***** AUSGEWÄHLTER AUSZUG

# Suche Thema für Seminararbeit



## Gelöschtes Mitglied 5909 (2. Mrz 2007)

Ich suche ein Thema für meine Seminararbeit, wollte eigentlich Groovy nehmen,
wurde allerdings leider nichts drauß.

Umfang is ein 20 minutiger Vortrag mit einem Bericht von ca 30-40 Seiten,
also eigentlich nicht besonders viel.

Bin irgendwie ideenlos in der hinsicht, ich hoffe mir kann jemand was vorschlagen

danke im vorraus


----------



## WieselAc (2. Mrz 2007)

Hier hast du ganze Reihe von Seminararbeiten aus allen Bereichen, jeweils Skript und Vortrag (Folien):

Seminar Arbeiten: 2004
Seminar Arbeiten: 2005
Seminar Arbeiten: 2006
Seminar Arbeiten: 2007


Einige sind super, andere mies. Auf jeden Fall hast du hier mal ne kleine Ideenauswahl und auch schon einen Einstieg was so aus einem Thema machen könnte.


----------



## Ullenboom (18. Apr 2007)

Ende 2005 einen Vortrag



> AMIGA - Meilenstein der Computergrafik



Toll, was die Uni alles so mitmacht.


----------



## DP (18. Apr 2007)

**********
***** EXTRAHIERTE EINTRÄGE

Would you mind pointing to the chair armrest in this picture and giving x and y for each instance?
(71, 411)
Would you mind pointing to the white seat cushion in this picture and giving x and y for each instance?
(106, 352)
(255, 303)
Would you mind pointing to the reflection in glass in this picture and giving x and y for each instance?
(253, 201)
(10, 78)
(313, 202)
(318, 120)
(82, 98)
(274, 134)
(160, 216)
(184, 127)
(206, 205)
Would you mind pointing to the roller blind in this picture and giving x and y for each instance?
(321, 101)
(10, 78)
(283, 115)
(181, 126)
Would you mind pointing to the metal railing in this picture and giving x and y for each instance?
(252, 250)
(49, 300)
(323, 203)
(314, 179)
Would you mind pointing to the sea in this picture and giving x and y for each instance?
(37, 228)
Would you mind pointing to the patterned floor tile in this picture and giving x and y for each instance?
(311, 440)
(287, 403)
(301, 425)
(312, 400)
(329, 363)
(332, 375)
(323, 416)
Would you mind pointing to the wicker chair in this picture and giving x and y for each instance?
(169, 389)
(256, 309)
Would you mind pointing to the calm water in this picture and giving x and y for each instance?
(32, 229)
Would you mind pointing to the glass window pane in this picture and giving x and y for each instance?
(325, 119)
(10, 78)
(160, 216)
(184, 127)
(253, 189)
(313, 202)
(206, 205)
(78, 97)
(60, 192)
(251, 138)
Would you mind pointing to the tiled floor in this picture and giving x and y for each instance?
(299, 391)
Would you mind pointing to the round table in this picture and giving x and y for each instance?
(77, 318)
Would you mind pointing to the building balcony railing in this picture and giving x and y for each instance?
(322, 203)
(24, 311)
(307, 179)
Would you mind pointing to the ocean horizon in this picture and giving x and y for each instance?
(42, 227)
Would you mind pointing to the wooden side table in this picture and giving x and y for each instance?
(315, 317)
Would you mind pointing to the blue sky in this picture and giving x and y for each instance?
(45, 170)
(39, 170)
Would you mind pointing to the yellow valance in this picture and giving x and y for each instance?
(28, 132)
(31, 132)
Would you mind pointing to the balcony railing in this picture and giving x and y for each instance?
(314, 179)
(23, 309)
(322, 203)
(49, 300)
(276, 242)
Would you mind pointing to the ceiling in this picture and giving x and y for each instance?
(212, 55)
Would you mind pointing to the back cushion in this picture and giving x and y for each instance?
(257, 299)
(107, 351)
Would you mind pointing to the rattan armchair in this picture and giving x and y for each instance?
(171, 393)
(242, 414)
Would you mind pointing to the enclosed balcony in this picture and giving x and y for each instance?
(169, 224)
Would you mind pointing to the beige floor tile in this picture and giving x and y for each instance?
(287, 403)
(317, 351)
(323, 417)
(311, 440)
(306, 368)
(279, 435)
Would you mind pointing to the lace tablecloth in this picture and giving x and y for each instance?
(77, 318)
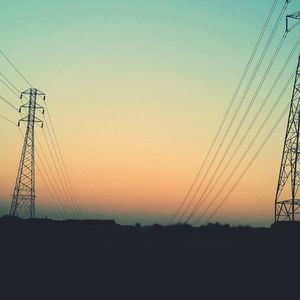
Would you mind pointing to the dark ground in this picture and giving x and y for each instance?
(95, 259)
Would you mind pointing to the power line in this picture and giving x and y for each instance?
(66, 178)
(238, 128)
(248, 86)
(61, 162)
(249, 165)
(204, 196)
(58, 192)
(9, 103)
(16, 69)
(245, 72)
(8, 120)
(43, 178)
(249, 146)
(58, 173)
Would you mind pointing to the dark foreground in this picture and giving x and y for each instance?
(95, 259)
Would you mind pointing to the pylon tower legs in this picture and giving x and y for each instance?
(23, 200)
(287, 203)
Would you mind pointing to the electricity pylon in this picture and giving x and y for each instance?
(287, 200)
(23, 200)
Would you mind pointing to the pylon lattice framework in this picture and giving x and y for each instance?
(23, 200)
(287, 203)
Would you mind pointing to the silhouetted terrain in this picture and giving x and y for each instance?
(156, 262)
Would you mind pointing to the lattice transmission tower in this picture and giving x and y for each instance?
(23, 200)
(287, 199)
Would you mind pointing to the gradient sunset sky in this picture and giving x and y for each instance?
(136, 90)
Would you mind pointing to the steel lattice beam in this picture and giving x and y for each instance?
(23, 200)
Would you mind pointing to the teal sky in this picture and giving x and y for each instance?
(136, 90)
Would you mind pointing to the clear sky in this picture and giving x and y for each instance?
(136, 90)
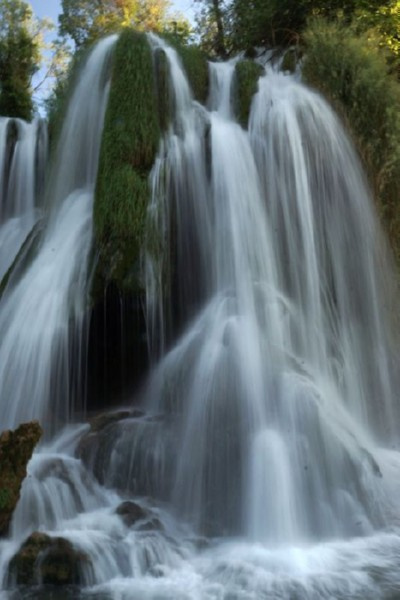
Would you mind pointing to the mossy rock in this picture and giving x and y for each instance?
(195, 64)
(290, 60)
(129, 145)
(247, 74)
(16, 449)
(162, 75)
(131, 512)
(196, 67)
(47, 560)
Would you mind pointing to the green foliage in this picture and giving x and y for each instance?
(19, 58)
(352, 73)
(281, 22)
(247, 74)
(212, 25)
(129, 145)
(195, 63)
(4, 497)
(86, 20)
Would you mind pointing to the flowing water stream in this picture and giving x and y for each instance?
(266, 459)
(22, 168)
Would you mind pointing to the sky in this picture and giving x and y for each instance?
(51, 8)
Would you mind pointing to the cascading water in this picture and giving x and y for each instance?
(22, 166)
(41, 306)
(270, 424)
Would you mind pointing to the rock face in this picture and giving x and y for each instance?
(47, 560)
(16, 448)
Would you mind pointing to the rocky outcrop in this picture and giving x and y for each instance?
(16, 449)
(134, 454)
(46, 560)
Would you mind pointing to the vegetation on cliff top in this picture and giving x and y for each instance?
(247, 74)
(129, 145)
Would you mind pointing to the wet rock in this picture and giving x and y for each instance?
(152, 524)
(133, 455)
(130, 512)
(47, 560)
(16, 449)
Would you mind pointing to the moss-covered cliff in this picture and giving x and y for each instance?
(247, 74)
(129, 145)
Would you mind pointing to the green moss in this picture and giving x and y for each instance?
(4, 497)
(162, 75)
(195, 63)
(247, 74)
(353, 74)
(130, 140)
(196, 66)
(289, 61)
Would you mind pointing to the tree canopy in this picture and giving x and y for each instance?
(19, 58)
(86, 20)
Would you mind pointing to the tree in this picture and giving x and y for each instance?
(280, 22)
(212, 24)
(19, 58)
(87, 20)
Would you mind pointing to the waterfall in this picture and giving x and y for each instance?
(42, 310)
(275, 380)
(265, 461)
(23, 155)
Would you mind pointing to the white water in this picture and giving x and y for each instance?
(22, 166)
(43, 309)
(275, 394)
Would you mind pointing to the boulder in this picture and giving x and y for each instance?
(16, 449)
(130, 513)
(46, 560)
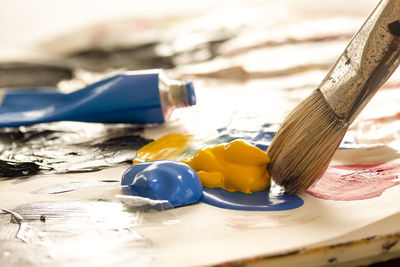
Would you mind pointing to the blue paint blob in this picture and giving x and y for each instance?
(168, 180)
(266, 200)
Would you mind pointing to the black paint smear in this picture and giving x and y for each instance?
(16, 169)
(67, 147)
(32, 75)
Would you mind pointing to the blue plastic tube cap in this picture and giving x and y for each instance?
(191, 96)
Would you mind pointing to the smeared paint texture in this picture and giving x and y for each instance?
(236, 166)
(265, 200)
(67, 147)
(167, 180)
(356, 182)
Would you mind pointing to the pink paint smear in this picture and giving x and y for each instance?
(356, 182)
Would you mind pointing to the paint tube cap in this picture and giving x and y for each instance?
(191, 96)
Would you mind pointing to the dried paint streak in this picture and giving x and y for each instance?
(356, 182)
(23, 225)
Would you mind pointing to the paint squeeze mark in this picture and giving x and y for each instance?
(23, 225)
(356, 182)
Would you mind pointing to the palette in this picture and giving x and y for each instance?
(77, 212)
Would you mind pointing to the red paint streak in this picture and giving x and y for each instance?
(356, 182)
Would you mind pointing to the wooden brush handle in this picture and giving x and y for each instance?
(367, 62)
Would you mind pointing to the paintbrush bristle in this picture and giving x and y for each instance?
(305, 144)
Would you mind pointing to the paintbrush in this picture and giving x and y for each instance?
(308, 138)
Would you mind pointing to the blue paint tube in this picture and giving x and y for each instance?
(138, 97)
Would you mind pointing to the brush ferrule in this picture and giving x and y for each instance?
(367, 62)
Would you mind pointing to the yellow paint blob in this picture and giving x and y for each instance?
(236, 166)
(169, 147)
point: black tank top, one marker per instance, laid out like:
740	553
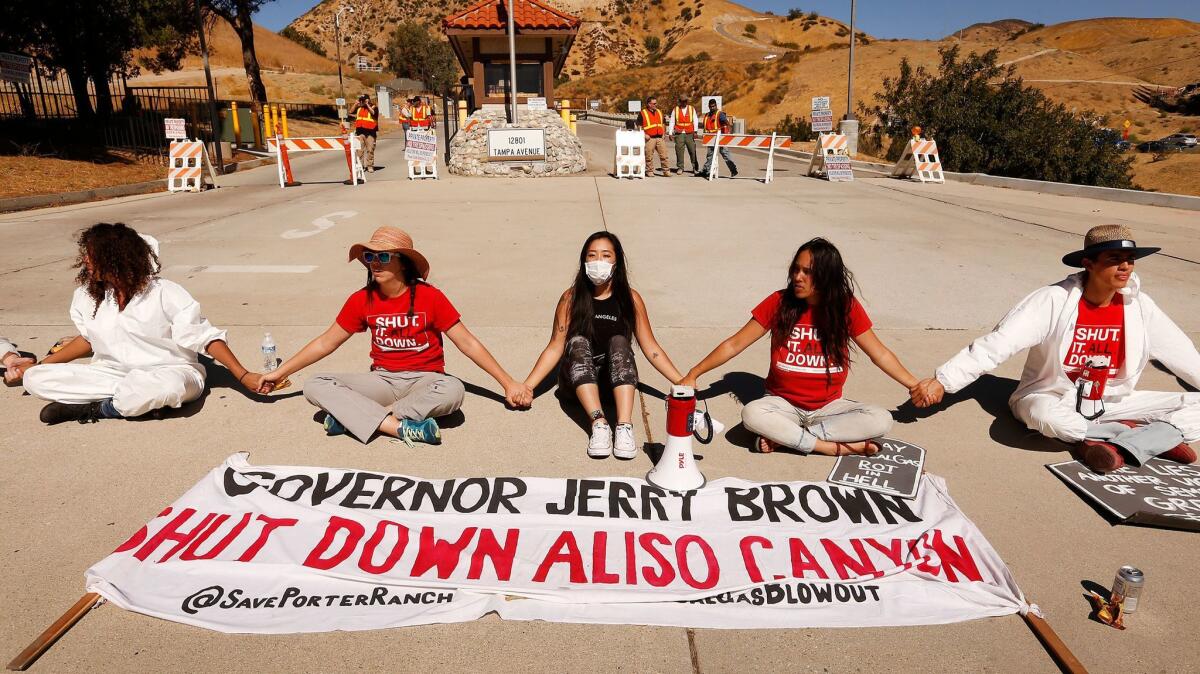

**********

> **AUFGABENZIEL**:
Welchen Umfang hat die Seminararbeit laut dem Auszug? Die Einträge stammen aus einer anderen Quelle als der Auszug.

> **MUSTERLÖSUNG**:
Einen etwa 20-minütigen Vortrag mit einem Bericht von ca. 30 bis 40 Seiten.